Given request -
Put the lines below into a JSON list of strings, one string per line, leaving out any blank lines.

Records shown -
_ _ _ _ _

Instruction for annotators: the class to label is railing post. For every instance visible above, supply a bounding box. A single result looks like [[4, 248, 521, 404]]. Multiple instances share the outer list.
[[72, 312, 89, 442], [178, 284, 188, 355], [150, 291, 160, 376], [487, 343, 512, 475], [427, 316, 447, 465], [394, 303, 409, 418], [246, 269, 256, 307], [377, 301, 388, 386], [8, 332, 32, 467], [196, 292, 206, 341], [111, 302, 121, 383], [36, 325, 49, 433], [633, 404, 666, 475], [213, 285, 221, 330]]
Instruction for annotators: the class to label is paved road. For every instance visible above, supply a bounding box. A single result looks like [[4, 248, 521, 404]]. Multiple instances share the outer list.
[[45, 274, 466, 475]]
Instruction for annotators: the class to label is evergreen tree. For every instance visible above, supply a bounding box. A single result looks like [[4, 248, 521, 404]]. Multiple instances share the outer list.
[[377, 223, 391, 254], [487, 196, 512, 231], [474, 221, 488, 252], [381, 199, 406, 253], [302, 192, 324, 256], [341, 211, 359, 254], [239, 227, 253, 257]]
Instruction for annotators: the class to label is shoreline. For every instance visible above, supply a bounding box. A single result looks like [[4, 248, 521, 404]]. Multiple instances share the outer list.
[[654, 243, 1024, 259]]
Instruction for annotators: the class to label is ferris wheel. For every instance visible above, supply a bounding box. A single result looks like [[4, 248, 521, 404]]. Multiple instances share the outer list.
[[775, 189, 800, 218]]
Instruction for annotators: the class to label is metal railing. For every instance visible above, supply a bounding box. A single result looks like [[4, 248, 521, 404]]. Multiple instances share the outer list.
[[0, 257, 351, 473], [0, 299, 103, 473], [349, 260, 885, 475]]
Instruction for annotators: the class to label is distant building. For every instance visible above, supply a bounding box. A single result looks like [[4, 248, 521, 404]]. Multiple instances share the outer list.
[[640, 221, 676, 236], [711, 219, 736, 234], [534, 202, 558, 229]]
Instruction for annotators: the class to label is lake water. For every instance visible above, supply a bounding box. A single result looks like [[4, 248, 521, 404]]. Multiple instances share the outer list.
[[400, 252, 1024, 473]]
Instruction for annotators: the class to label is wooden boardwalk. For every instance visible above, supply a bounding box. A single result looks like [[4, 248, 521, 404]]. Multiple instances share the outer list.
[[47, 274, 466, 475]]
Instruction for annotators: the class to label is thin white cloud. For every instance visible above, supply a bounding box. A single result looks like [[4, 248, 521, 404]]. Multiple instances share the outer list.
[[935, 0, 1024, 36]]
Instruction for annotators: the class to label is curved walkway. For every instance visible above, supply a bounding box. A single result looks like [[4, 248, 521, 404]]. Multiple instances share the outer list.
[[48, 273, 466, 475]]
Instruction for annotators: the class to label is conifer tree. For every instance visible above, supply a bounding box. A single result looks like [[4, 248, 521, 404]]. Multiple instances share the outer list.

_ _ _ _ _

Full response -
[
  "Instruction for annotators: the class to label is railing post. For every instance visible above, supply a bounding box. A single result looks like [[4, 248, 521, 404]]. Multiple instances share the outer list.",
  "[[72, 312, 89, 442], [178, 284, 188, 355], [150, 291, 160, 376], [487, 343, 512, 475], [427, 316, 447, 465], [394, 303, 409, 418], [246, 269, 256, 307], [377, 301, 388, 386], [8, 332, 32, 467], [196, 292, 206, 341], [111, 302, 121, 383], [36, 325, 49, 433], [633, 404, 666, 475], [213, 285, 221, 330]]",
  "Instruction for annotators: the class to label is paved road. For every instance visible above, supply a bounding box. A single result looks like [[4, 248, 521, 404]]. Multiple instances share the outer list.",
  "[[45, 274, 466, 475]]",
  "Instruction for annotators: the class to label is evergreen tree. For every instance visible above, supply a bounding box. A single result looks like [[4, 248, 521, 404]]. Multiple instances share the outer list.",
  "[[377, 223, 391, 254], [487, 196, 512, 231], [474, 221, 488, 252], [381, 199, 406, 253], [302, 192, 324, 256], [341, 211, 359, 254], [239, 227, 253, 257]]",
  "Instruction for annotators: the class to label is shoreline. For every instance visible above, supply a bounding box. A single result looks like [[4, 248, 521, 404]]. Multiple instances share the outer list.",
  "[[654, 243, 1024, 259]]",
  "Instruction for annotators: the class to label is ferris wheel. For every instance visible above, supply a bounding box. A single result looks like [[4, 248, 521, 404]]. Multiple instances share the outer list.",
  "[[775, 189, 800, 218]]",
  "Instruction for annotators: the class to label is metal railing. For every instance visible above, supply a bounding box. A single result looks like [[4, 248, 521, 404]]. Multiple instances share the outer list.",
  "[[0, 257, 351, 473], [0, 299, 103, 473], [349, 260, 885, 475]]",
  "Instruction for annotators: the class to label is distant building. For every instance visible above, supply a bounding box. A single result looks like [[4, 248, 521, 404]]. Multiple instances share the outer list.",
  "[[640, 221, 676, 236], [711, 219, 736, 234], [534, 202, 558, 229]]",
  "Instruction for annotators: the class to label is lake water. For every instance visible above, supply a bounding box. A single result looks like [[4, 248, 521, 404]]. Multiple instances share the outer list.",
  "[[400, 252, 1024, 473]]",
  "Instruction for annotators: the class to label is wooden boardwalk. For every instance visible above, supply a bounding box. A single result looks like [[4, 248, 521, 404]]. Multiple instances share the outer list.",
  "[[47, 274, 466, 475]]",
  "Instruction for annotators: the class to label is thin white cloud. For every instance visible above, supply a bounding box. A single result looks like [[4, 248, 521, 404]]. Multiple instances share the outer list.",
  "[[935, 0, 1024, 36]]",
  "Instruction for annotators: the class to label is curved walkway. For every instance visible above, supply a bounding box. A single result looks like [[4, 248, 521, 404]]. Multiple instances share the outer list.",
  "[[48, 273, 466, 475]]",
  "Instruction for annotators: the class to label is conifer tree. For every instance visible above, supply a bounding box. A single result looks like [[4, 248, 521, 404]]. Multiple instances share the outer list."
]